■ **Given records**:
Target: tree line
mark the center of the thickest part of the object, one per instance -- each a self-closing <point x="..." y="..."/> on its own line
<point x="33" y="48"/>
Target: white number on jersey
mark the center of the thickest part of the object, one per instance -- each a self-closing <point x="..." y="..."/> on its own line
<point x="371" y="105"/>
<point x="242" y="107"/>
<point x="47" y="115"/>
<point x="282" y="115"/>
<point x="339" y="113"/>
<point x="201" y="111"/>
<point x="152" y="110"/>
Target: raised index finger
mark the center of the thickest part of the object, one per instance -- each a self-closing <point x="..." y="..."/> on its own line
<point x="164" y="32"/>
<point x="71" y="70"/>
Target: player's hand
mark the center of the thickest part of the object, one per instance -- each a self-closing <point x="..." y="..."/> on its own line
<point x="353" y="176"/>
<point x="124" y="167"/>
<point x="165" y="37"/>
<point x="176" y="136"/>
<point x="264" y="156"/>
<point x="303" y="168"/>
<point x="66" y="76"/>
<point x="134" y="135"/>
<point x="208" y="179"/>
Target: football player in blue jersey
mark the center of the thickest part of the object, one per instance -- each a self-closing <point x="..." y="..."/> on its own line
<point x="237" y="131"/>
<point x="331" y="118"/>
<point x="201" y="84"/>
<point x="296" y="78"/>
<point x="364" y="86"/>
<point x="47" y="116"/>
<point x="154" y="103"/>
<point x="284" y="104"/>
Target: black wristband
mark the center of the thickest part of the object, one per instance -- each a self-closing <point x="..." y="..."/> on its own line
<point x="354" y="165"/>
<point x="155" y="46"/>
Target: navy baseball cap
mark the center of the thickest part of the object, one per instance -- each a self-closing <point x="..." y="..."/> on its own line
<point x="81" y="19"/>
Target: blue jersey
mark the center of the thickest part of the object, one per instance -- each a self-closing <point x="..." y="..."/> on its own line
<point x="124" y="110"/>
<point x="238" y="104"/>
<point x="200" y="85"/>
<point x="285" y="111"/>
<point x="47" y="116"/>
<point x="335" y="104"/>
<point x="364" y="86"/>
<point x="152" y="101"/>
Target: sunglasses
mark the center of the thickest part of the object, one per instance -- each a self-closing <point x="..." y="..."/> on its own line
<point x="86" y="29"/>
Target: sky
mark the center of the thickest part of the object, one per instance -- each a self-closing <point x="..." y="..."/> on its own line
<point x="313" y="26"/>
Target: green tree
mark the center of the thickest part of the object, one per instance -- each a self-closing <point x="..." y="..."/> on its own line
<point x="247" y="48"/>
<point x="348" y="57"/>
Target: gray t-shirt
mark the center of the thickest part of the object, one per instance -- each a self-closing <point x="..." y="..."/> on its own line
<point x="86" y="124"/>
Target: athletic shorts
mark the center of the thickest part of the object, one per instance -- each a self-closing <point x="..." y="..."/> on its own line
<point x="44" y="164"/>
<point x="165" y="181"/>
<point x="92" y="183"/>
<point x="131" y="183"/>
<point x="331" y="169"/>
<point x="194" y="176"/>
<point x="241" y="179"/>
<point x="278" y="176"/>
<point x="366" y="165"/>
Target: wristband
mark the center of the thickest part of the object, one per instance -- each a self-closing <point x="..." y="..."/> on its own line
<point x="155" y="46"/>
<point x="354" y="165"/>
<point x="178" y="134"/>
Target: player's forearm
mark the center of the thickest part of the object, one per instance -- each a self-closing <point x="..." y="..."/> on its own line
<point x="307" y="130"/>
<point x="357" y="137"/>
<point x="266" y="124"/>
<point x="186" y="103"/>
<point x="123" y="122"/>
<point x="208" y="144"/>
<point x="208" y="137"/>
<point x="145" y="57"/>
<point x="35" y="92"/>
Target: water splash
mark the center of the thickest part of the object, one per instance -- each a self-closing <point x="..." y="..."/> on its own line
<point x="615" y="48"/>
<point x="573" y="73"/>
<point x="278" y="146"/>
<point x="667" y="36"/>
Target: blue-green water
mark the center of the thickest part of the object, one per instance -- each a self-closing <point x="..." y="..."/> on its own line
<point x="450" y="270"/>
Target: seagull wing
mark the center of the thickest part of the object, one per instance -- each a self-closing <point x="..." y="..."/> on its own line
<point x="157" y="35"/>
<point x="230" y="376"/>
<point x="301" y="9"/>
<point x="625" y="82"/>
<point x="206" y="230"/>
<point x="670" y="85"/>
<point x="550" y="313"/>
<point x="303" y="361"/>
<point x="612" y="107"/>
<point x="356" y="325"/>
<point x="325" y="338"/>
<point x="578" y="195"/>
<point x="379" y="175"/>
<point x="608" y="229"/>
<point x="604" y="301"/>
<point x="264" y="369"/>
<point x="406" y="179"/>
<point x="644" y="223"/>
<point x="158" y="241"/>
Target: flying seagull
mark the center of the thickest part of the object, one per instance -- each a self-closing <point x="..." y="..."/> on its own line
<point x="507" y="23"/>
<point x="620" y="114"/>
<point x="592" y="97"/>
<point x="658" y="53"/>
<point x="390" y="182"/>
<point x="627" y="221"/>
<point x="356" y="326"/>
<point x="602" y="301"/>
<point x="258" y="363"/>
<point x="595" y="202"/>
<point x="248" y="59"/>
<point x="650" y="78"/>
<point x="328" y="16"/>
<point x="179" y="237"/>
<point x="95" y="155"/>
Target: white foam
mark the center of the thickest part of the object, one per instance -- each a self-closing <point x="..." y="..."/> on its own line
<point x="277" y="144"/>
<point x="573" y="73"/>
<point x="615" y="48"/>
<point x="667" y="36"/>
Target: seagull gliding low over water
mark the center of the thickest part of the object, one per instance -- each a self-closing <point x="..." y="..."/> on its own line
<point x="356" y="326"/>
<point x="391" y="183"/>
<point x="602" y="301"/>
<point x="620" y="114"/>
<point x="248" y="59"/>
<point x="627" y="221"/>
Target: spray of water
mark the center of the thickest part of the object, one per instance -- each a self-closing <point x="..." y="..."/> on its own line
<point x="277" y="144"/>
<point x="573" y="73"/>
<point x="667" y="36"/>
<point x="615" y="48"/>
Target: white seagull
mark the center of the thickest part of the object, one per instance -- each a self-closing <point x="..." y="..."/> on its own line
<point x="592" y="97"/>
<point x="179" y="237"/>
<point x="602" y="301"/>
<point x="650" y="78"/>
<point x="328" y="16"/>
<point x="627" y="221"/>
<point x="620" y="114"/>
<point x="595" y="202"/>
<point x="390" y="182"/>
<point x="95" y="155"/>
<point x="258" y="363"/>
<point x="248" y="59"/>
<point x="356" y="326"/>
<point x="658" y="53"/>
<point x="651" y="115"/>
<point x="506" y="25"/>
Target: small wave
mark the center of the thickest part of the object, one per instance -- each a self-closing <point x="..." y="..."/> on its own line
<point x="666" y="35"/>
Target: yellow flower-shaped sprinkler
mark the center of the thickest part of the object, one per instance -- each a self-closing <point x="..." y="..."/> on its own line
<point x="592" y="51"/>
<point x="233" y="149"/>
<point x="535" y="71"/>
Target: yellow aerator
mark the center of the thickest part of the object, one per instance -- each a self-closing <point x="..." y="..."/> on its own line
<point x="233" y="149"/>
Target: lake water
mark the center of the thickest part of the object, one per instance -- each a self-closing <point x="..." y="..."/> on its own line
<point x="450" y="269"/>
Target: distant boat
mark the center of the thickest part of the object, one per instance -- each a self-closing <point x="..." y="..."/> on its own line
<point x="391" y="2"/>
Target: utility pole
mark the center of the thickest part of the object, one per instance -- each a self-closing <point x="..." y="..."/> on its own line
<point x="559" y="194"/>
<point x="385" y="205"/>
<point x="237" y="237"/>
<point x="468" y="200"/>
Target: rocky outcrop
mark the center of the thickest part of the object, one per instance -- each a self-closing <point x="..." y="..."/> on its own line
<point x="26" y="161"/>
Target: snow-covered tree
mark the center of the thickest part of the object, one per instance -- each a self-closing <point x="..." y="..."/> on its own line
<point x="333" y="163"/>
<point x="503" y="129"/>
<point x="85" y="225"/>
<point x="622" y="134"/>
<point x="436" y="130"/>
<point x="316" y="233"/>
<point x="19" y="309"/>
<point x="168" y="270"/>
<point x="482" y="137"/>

■ **What you need to do**:
For every line of the material that holds the word "water", make a copy.

■ **Expected answer**:
Target: water splash
Target: blue-green water
Target: seagull gliding low over water
Target: spray of water
Target: lake water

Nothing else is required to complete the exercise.